▸ **Document extract**:
■ ■ ■ ■ ■

PHYSICS NEWS UPDATE A digest of physics news items prepared by Phillip F. Schewe, AIP Publ
PHYSICS NEWS UPDATE
A digest of physics news items prepared by Phillip F. Schewe, AIP
Public Information
Number 150 November 5, 1993
CHAINS OF CRATERS ON CALLISTO AND GANYMEDE, two
of Jupiter's moons, are now explained as being mostly due to split
comets like Comet Shoemaker-Levy, which has broken into a chain
of 22 fragments and is headed for a smashup with Jupiter in July
1994. Jay Melosh of the University of Arizona and Paul Schenk of
the Lunar and Planetary Institute cite as evidence the fact that nearly
all of Callisto's crater chains are on the Jupiter-facing hemisphere.
In a separate paper, Melosh and James Scotti use a tidal-breakup
model to calculate the size of the Shoemaker-Levy parent comet as
being about 2 km. (Nature, 21 Oct. 1993.) Hubble Space Telescope
pictures of the fragments suggest a size more like 3-4 km. The
uncertainty in the size estimates translates into an uncertainty factor
of 1000 for the energy of the collision. In any case, the ensuing
explosions will cause Jupiter to ring, which might provide some rare
seismological information about the planet's interior. (Nature, 28
Oct. 1993.) Study of reverberating waves in Jupiter's atmosphere
should allow scientists to sharpen their views on the nature of the
Great Red Spot. (Science, 22 Oct.)

■ ■ ■ ■ ■

▸ **What to do**:
Can you return the part of the physics news digest from "PHYSICS NEWS UPDATE A" to "the Jupiter-facing hemisphere.", word for word? The records are separate from the physics news digest and have no connection to it.

Coordinate annotation records:
■ ■ ■ ■ ■

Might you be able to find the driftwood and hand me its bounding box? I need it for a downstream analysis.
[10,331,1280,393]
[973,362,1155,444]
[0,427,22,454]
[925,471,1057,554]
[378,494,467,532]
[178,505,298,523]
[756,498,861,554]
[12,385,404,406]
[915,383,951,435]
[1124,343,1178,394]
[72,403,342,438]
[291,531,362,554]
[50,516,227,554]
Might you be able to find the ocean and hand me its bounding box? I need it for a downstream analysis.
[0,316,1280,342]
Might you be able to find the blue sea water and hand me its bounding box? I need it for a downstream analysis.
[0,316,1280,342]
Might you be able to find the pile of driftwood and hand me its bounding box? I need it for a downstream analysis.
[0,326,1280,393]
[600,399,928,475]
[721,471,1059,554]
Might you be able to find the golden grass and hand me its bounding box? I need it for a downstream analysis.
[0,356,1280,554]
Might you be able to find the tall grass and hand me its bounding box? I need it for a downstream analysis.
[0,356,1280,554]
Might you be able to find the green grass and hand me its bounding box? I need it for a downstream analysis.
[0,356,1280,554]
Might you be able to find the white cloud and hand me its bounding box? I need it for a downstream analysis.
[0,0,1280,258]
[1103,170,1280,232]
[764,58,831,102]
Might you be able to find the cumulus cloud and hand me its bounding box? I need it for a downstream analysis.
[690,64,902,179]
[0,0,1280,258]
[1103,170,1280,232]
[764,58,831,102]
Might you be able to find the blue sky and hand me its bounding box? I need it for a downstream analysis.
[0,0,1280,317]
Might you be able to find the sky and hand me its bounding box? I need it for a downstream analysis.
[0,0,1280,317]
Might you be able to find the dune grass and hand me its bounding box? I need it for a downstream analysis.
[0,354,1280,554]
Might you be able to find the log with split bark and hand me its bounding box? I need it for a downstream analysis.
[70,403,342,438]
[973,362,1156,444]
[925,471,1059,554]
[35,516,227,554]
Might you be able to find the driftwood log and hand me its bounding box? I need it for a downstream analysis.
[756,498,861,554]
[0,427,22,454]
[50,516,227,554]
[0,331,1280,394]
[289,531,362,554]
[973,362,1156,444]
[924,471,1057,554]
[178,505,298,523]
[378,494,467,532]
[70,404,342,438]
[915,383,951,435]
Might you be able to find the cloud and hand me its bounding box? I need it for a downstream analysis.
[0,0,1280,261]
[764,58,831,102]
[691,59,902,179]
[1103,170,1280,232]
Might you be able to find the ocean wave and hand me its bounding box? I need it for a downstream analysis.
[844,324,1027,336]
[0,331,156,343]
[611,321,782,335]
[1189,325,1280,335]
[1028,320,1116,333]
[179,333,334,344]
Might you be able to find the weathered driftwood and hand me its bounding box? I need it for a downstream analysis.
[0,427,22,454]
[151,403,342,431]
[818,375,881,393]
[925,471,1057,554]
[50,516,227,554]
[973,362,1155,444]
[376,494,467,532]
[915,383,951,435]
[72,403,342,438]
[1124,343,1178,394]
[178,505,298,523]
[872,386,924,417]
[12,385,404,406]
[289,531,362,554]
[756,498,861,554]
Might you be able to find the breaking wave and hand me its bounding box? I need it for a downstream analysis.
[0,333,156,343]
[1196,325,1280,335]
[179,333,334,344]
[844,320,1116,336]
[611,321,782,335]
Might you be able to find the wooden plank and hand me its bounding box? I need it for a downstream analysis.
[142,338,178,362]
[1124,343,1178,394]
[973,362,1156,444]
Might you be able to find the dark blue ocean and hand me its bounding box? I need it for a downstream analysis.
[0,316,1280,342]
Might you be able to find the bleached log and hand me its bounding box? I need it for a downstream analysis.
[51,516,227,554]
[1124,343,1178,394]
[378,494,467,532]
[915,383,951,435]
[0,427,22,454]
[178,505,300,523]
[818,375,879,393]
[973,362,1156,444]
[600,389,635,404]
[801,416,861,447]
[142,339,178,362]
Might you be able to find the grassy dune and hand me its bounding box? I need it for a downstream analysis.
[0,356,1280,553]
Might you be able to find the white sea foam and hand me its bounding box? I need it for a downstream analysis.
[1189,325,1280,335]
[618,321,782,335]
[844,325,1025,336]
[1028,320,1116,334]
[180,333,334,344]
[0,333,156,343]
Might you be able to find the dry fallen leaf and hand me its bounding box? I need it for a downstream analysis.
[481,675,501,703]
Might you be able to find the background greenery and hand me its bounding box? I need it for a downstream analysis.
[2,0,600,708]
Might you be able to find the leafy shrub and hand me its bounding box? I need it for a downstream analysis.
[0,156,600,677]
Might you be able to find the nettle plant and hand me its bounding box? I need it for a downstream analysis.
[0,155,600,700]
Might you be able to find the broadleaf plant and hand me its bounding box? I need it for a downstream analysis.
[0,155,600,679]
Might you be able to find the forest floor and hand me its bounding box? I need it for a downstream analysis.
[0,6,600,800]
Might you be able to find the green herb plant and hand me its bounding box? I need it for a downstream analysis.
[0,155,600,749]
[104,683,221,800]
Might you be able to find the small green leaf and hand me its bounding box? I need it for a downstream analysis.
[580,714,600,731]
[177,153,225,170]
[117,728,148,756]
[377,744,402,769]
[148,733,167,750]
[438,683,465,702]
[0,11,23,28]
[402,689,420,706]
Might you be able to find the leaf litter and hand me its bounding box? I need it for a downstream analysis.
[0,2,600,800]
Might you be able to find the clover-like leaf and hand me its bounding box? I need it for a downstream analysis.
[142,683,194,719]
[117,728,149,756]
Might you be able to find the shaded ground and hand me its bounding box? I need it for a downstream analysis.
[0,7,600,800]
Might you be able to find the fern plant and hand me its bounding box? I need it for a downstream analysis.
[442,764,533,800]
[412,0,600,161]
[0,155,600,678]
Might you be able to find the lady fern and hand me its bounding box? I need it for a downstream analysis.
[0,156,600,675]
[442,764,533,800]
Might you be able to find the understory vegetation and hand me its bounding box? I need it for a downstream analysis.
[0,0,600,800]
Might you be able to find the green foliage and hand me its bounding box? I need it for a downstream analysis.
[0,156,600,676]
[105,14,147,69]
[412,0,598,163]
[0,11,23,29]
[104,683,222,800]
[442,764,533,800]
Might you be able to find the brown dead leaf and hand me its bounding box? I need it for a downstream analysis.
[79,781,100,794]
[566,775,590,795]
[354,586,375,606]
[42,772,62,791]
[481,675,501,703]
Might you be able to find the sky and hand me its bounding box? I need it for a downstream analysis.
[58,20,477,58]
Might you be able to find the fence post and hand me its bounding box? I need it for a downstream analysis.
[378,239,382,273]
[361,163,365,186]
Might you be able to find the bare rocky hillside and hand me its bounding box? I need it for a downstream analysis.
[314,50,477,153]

■ ■ ■ ■ ■

▸ **Task result**:
PHYSICS NEWS UPDATE A digest of physics news items prepared by Phillip F. Schewe, AIP Publ
PHYSICS NEWS UPDATE
A digest of physics news items prepared by Phillip F. Schewe, AIP
Public Information
Number 150 November 5, 1993
CHAINS OF CRATERS ON CALLISTO AND GANYMEDE, two
of Jupiter's moons, are now explained as being mostly due to split
comets like Comet Shoemaker-Levy, which has broken into a chain
of 22 fragments and is headed for a smashup with Jupiter in July
1994. Jay Melosh of the University of Arizona and Paul Schenk of
the Lunar and Planetary Institute cite as evidence the fact that nearly
all of Callisto's crater chains are on the Jupiter-facing hemisphere.